■ **EXCERPTED PASSAGE**:
<<<<

Bevin had by this time already taken steps to make the maintenance of full employment in the post-war period the first priority which all parties would have to subscribe to, and had proposed measures for achieving it. The Beveridge Report, produced under his auspices, was a detailed development of an approach which he had had in mind since about 1930, and on Une 21, 1944 he introduced a White Paper on employment policy based on the Beveridge Report. The object of the White Paper was the maintenance of a ‘high and stable level of employment without sacrificing the essential liberties of a free society’:
http://hansard.millbanksystems.com/commons/1944/jun/21/employment-policy
Bevin: We have had many marches of the unemployed.
And good marches, too.
The hon. Member may have enjoyed them but the unemployed have not…
I had an opportunity of visiting one of our ports and seeing the men, of the 5oth Division… going aboard ship…They were going off to face this terrific battle…The one question they put to me … was, “Ernie, when we have done this job for you, are we going back to the dole?”
§Mr. Pickthorn (Cambridge University)
For you?
Yes, it was put to me in that way, because they knew me personally… Both the Prime Minister and I answered, “No, you are not.” That answer of “No” … I hope, will be supported by the House… There is an obligation on all of us to bend our abilities and our energies to finding the right solution, and not to dissipate energy merely in destructive criticism.
The Government have come forward not only with a statement of their objective, but with an outline of the practical measures for attaining it…. I am convinced that although of course Governments may change … any party which faces the people of this country at a General Election and refuses to accept the principle of full employment, will not be returned to this House…
The Government do not claim that the White Paper is the final solution of this problem. The proposals do not raise the question, for instance, of whether industry will, for ever, be privately or publicly owned. Some say that all benefits of enterprise arise from private industry, and some say they arise from public ownership. Well, I have seen a bit of both. I have seen enterprise absent from public ownership and I have seen enterprise completely absent from private ownership. Therefore, the question of how you can give effect to decisions as to who will own industry, is not prejudiced by this White Paper. The proposals of the White Paper will operate, whatever the ownership of industry may be. There are those who have gone “cock-a-hoop” in certain parts of the Press, because they think that we who represent the Labour Party in the Coalition Government… have abandoned our principle concerning what we think the right ownership for industry ought to be. What we have tried to do, is to devise a plan which, however you may decide the ownership of industry by adjustments which may have to be made, seeks to attain its objective.

>>>>

■ **PROBLEM 1**:
Count the lines of the listing that contain the string "green", treating case as significant, and give only that number.

■ **RECORDS SUPPLIED**:

<<<<

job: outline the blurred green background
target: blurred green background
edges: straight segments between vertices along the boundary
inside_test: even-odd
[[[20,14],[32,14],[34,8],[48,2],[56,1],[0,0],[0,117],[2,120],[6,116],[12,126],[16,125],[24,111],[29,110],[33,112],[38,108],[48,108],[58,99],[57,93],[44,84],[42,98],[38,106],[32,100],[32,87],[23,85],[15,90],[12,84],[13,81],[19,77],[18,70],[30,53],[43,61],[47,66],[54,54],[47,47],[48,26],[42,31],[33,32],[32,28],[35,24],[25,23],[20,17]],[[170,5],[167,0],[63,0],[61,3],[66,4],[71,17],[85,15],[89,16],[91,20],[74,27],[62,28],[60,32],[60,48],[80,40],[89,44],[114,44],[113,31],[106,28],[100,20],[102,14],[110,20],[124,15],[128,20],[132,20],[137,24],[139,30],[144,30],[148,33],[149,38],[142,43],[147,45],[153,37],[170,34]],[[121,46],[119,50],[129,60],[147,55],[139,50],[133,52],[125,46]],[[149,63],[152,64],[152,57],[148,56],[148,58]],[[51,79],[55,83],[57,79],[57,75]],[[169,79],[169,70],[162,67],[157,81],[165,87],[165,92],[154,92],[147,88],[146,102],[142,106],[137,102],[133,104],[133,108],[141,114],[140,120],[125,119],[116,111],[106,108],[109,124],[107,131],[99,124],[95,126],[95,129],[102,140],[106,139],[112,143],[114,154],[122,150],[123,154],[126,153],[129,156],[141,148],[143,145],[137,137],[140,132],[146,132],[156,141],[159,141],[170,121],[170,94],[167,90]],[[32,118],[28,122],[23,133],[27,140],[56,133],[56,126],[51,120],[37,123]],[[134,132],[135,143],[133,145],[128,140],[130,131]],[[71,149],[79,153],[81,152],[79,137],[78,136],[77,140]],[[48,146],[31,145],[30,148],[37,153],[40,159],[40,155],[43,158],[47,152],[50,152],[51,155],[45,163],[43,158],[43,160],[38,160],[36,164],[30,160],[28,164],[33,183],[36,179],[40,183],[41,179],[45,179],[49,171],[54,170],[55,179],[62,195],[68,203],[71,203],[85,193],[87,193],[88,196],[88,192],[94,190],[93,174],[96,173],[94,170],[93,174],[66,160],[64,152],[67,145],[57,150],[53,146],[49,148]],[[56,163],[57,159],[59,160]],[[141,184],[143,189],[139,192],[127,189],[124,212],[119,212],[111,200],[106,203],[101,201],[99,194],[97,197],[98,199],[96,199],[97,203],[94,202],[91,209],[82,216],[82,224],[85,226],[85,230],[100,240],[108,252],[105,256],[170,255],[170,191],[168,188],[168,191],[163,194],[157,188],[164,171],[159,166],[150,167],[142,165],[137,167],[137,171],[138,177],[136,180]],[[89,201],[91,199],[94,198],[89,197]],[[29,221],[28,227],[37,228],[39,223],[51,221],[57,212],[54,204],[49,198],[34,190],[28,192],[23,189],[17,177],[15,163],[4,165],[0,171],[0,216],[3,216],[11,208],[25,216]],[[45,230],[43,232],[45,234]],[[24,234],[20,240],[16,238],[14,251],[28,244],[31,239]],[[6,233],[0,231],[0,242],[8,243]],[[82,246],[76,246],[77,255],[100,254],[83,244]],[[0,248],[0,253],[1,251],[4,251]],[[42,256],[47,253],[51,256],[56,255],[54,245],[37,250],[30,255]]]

>>>>

■ **PROBLEM 2**:
List every phrase that the passage on Bevin's employment White Paper sets inside quotation marks, whether single or double.

■ **WRITTEN ANSWER 1**:
2

■ **WRITTEN ANSWER 2**:
- ‘high and stable level of employment without sacrificing the essential liberties of a free society’
- “Ernie, when we have done this job for you, are we going back to the dole?”
- “No, you are not.”
- “No”
- “cock-a-hoop”